Goal.
In the listing below, locate the line containing "the sky in the picture above."; reproduce that line and all lines that follow it, unchanged.

Information shown.

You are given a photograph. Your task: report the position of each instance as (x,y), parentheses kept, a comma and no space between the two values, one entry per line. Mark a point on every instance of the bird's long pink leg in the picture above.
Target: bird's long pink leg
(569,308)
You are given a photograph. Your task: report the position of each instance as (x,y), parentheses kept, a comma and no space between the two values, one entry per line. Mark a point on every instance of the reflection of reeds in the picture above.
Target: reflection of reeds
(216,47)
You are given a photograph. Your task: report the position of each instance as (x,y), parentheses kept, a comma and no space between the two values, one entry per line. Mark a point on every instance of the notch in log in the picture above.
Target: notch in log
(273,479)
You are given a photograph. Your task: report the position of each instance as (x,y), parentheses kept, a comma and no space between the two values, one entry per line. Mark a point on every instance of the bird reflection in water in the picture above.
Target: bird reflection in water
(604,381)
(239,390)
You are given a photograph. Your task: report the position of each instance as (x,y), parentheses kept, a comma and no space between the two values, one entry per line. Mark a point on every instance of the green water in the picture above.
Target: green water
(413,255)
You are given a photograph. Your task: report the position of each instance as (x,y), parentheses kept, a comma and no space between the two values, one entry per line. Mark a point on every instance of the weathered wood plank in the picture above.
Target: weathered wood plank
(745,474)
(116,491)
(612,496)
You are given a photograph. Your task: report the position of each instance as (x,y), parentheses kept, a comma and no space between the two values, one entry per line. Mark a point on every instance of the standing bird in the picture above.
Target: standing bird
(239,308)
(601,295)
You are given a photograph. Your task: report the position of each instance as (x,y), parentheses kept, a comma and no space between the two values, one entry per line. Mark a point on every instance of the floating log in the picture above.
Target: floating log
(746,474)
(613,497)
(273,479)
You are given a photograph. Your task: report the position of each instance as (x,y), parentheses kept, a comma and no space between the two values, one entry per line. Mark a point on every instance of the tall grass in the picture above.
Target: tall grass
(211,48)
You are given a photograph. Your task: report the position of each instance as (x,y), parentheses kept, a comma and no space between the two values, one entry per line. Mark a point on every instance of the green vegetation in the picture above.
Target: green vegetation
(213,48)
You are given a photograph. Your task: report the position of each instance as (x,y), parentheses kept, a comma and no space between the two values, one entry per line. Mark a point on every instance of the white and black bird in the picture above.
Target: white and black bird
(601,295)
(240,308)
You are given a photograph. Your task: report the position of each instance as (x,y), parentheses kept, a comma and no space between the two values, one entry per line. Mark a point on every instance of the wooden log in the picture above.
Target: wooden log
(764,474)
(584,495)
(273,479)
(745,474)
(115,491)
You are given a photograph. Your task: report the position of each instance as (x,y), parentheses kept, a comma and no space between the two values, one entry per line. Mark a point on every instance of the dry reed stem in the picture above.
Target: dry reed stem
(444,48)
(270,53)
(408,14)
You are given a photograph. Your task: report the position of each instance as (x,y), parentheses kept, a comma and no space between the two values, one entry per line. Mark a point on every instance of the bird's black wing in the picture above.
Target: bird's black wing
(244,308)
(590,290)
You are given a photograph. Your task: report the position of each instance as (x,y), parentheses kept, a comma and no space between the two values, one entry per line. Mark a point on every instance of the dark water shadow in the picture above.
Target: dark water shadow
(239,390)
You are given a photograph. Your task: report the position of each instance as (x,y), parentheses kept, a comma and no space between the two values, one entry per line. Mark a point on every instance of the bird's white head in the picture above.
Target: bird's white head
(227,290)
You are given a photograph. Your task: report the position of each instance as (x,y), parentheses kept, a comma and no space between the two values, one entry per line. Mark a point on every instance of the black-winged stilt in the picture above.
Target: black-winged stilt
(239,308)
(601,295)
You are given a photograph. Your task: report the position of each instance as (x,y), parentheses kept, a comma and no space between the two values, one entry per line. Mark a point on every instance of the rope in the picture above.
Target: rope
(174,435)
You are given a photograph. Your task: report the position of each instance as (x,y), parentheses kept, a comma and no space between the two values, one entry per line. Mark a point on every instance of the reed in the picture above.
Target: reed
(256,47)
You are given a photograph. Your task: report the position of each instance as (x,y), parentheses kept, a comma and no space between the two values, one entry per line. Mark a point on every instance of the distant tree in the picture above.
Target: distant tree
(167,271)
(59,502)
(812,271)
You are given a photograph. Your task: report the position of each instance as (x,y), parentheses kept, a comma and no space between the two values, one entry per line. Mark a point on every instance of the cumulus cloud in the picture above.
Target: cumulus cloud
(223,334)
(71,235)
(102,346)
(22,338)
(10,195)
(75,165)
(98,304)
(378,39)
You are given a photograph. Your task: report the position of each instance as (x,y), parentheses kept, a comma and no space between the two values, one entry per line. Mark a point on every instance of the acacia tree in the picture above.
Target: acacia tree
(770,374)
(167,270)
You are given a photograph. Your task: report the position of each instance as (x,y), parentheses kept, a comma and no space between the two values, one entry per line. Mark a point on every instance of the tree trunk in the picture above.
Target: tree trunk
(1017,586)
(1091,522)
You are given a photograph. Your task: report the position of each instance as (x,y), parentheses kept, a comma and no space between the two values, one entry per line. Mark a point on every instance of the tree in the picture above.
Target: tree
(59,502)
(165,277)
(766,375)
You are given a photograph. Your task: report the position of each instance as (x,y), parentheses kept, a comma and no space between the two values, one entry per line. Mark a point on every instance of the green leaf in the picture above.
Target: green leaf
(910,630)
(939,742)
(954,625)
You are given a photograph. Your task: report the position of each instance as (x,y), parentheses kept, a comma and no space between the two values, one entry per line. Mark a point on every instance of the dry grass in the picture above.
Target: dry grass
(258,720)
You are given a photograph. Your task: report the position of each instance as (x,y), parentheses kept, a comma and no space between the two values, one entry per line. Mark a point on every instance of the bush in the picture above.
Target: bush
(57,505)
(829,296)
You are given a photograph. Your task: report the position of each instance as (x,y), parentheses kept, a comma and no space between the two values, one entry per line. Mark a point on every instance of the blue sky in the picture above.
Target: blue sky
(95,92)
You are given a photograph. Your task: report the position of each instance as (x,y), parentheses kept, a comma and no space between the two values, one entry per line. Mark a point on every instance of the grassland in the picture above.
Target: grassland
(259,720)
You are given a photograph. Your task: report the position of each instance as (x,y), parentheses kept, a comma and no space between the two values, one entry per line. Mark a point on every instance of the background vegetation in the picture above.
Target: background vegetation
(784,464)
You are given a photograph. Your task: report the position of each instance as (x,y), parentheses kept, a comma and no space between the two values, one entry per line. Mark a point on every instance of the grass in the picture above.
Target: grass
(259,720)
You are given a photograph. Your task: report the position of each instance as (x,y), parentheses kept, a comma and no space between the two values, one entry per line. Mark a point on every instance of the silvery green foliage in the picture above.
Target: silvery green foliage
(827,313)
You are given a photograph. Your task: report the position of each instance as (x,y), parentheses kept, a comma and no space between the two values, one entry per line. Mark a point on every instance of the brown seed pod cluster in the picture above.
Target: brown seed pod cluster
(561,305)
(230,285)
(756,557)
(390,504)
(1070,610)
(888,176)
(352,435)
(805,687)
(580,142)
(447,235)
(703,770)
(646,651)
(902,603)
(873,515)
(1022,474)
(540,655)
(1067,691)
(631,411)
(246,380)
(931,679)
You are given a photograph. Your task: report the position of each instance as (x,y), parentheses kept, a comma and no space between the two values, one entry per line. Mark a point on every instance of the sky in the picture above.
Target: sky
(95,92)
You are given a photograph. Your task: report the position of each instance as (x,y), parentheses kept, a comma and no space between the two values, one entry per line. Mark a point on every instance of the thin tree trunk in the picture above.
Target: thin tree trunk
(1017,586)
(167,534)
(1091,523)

Written response.
You are given a photograph. Your task: report the position of each instance as (x,y), parentheses kept, a comma and no space between the two values, one entry per line. Mark a point on every instance of the sky in the picture above.
Target: sky
(95,92)
You are given a photograph. Your task: report the position of each instance as (x,y), parentheses kept, a comma and no space between the two values, one entry per line. Mark a point on every instance of the thin tree trunk in the picture above.
Target: thin tree trunk
(1017,586)
(167,534)
(1091,523)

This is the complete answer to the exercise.